* Start *

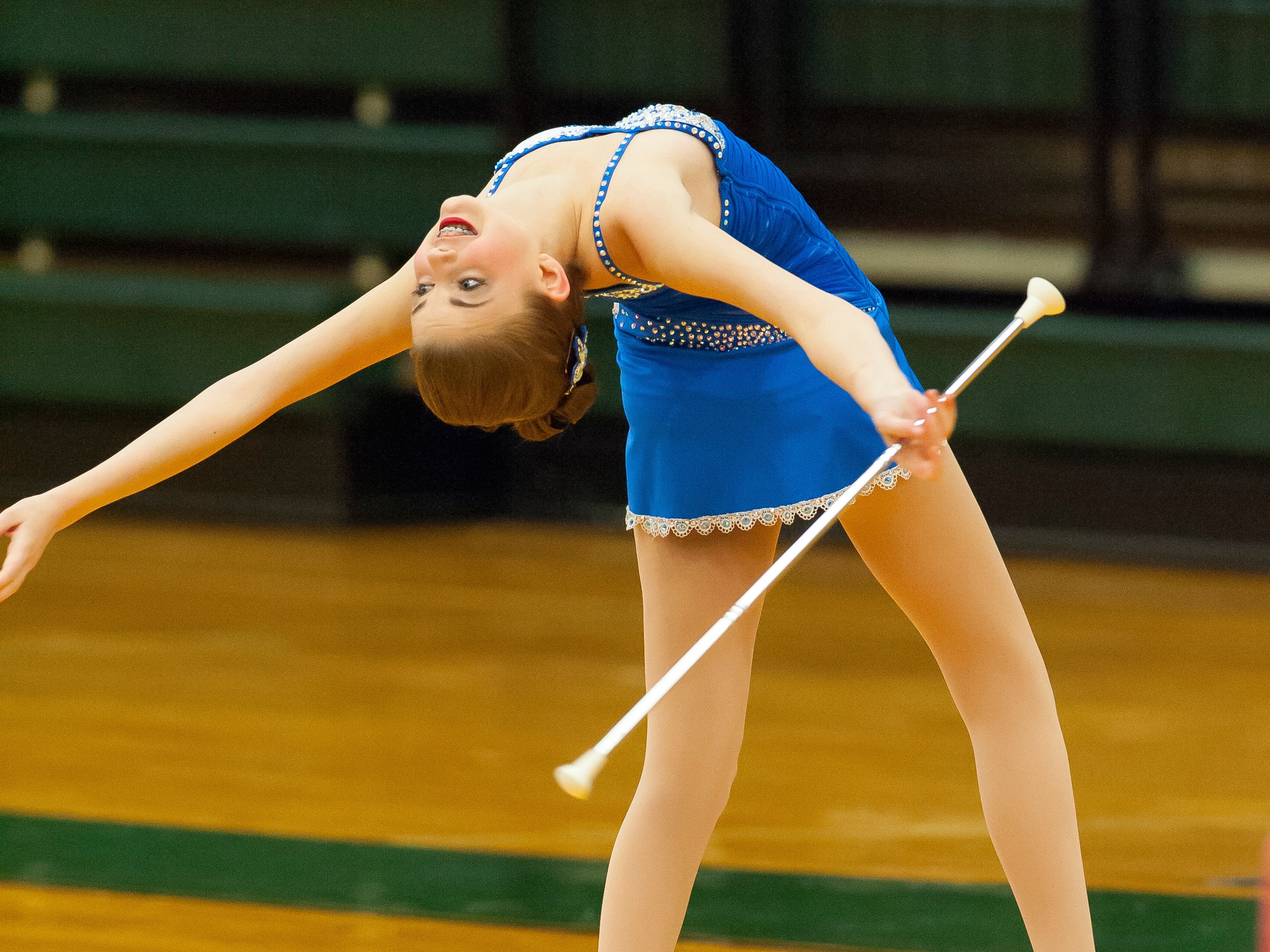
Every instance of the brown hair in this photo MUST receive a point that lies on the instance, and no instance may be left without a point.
(514, 373)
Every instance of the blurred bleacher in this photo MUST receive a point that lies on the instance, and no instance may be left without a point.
(186, 184)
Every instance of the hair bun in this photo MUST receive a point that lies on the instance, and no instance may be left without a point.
(568, 412)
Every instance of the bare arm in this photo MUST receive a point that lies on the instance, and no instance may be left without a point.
(679, 248)
(373, 328)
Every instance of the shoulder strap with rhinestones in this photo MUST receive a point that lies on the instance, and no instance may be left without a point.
(640, 286)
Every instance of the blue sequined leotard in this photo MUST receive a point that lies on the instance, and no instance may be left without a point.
(731, 424)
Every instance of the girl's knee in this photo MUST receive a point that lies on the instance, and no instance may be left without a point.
(697, 789)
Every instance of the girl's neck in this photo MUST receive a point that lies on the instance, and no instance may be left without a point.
(548, 208)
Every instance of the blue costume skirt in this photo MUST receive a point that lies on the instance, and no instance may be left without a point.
(736, 438)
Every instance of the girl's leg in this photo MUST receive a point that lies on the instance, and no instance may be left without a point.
(930, 548)
(694, 735)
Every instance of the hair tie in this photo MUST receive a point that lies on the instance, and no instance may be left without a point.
(577, 362)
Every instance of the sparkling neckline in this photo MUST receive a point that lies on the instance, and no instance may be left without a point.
(651, 117)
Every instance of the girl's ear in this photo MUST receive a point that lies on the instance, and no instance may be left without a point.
(554, 278)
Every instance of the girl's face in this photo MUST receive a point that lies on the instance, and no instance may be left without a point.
(475, 267)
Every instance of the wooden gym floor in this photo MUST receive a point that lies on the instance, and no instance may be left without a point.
(416, 686)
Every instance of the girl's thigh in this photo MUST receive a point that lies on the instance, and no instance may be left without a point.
(930, 548)
(688, 584)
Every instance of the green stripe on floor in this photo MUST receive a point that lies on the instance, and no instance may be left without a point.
(491, 888)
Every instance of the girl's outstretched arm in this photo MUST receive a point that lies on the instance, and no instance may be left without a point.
(373, 328)
(679, 248)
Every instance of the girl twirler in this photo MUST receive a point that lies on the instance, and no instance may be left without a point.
(760, 377)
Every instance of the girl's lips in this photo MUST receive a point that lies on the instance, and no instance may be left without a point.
(453, 220)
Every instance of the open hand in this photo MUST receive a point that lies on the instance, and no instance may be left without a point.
(920, 423)
(29, 523)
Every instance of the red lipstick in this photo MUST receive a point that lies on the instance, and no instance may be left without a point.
(454, 220)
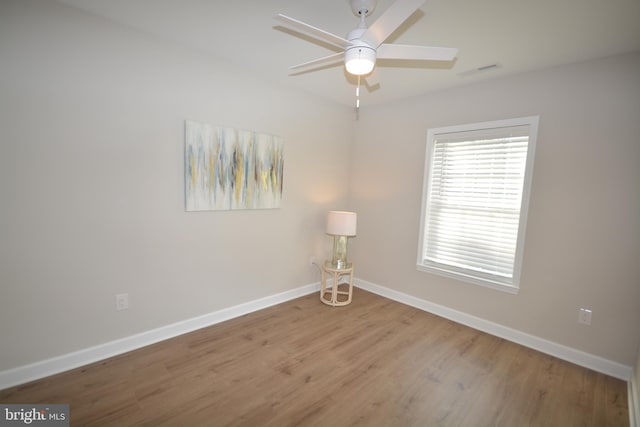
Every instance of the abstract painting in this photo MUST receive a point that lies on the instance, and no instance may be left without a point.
(227, 168)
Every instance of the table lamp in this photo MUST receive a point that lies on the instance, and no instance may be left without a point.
(341, 225)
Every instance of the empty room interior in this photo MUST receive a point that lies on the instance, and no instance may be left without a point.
(143, 285)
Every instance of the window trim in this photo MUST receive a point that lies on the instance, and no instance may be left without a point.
(462, 274)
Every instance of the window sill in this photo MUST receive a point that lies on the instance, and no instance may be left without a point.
(487, 283)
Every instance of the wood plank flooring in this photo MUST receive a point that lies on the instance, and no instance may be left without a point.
(375, 362)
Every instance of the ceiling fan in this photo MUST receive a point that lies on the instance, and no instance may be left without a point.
(364, 44)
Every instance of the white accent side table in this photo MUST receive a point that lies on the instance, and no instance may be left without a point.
(331, 296)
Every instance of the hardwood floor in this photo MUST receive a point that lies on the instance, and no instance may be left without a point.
(375, 362)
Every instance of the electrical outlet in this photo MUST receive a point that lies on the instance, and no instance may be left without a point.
(122, 302)
(584, 316)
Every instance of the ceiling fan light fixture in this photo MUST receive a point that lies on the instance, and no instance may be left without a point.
(359, 60)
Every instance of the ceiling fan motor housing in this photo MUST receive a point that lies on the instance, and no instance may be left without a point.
(359, 59)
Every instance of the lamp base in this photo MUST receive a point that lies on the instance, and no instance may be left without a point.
(339, 258)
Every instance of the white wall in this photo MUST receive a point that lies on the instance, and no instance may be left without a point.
(583, 235)
(91, 183)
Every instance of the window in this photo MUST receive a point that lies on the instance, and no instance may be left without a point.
(474, 204)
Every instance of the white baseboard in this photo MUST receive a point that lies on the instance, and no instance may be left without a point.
(634, 402)
(55, 365)
(560, 351)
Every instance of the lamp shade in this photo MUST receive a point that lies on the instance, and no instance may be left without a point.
(341, 223)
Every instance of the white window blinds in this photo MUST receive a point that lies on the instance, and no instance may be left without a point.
(474, 181)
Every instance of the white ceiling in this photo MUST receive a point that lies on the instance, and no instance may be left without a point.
(518, 35)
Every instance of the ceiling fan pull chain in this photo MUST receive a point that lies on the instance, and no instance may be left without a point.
(358, 95)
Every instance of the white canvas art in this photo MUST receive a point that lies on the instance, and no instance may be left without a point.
(228, 168)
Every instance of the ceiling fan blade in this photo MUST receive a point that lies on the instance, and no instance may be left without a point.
(320, 61)
(313, 31)
(389, 21)
(423, 53)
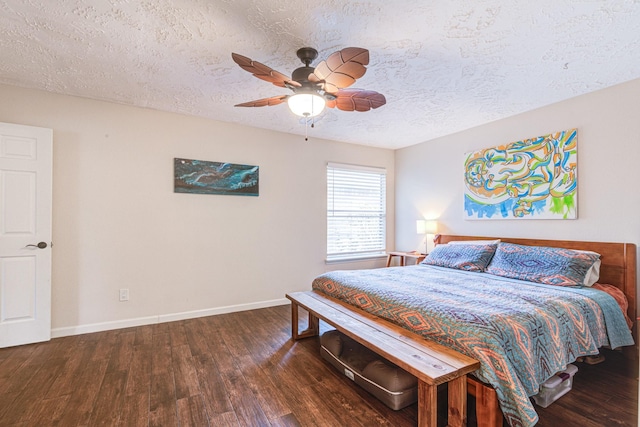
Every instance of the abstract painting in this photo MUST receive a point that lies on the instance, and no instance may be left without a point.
(535, 178)
(202, 177)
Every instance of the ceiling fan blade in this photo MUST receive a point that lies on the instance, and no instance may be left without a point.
(264, 102)
(263, 72)
(357, 100)
(341, 69)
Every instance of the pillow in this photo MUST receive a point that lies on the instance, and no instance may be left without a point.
(474, 242)
(461, 257)
(540, 264)
(593, 274)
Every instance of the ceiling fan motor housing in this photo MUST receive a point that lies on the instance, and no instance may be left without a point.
(301, 75)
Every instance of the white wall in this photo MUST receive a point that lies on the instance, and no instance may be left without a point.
(118, 224)
(429, 176)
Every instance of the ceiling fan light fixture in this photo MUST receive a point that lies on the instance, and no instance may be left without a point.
(306, 104)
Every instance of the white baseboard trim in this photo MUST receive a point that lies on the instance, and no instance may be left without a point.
(162, 318)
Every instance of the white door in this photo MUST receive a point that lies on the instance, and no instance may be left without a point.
(25, 234)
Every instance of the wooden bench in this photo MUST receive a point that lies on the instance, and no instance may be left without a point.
(431, 363)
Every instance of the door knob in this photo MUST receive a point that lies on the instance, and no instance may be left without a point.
(40, 245)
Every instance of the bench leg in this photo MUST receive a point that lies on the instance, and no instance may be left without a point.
(312, 330)
(488, 412)
(457, 411)
(427, 405)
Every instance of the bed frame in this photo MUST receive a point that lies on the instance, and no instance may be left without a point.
(618, 268)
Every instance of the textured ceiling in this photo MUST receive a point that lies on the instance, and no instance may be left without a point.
(444, 66)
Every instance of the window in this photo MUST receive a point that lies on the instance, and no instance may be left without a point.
(356, 211)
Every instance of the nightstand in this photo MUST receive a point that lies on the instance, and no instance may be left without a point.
(404, 255)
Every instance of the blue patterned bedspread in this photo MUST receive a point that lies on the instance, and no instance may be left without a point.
(521, 332)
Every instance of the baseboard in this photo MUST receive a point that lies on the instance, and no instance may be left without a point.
(161, 318)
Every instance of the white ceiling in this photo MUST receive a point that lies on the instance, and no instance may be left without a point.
(443, 65)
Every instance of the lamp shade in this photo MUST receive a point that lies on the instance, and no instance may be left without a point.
(306, 104)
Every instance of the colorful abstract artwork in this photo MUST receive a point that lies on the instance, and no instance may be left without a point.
(202, 177)
(530, 179)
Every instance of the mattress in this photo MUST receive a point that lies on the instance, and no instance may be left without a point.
(522, 333)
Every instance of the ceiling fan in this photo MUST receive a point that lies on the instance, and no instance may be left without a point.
(315, 88)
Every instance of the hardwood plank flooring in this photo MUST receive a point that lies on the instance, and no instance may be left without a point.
(239, 369)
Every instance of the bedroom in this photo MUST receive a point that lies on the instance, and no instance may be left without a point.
(118, 224)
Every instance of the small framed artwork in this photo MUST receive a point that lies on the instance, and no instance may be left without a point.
(203, 177)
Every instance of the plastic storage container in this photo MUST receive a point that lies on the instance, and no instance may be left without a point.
(556, 386)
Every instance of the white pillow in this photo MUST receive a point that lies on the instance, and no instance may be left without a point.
(474, 242)
(593, 274)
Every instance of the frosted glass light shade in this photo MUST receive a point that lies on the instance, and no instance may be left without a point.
(306, 104)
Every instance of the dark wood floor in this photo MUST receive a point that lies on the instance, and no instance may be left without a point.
(237, 369)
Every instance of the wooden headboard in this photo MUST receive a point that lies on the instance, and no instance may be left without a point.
(618, 266)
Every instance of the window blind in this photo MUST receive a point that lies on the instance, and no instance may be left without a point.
(356, 211)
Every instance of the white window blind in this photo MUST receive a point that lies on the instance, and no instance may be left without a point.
(356, 211)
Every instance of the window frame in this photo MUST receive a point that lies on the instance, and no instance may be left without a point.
(367, 217)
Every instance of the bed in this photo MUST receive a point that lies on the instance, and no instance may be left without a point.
(517, 349)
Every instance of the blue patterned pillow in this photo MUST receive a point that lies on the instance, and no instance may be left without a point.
(540, 264)
(461, 257)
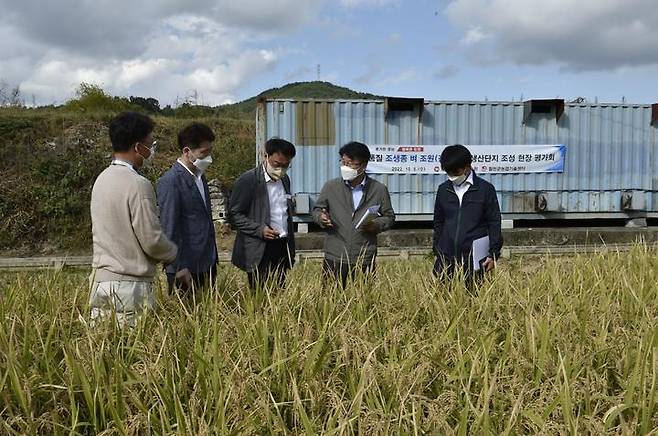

* End *

Please pick out and copy every line of the items above that contains the string "table". Letter case counts.

## WRITTEN REPLY
Every instance of the table lamp in this photo MUST receive a point that lies on the instance, and no instance may be left without a point.
Every instance of the white accent side table in this photo MUST receive a point that lies on the instance, and no instance may be left without a point.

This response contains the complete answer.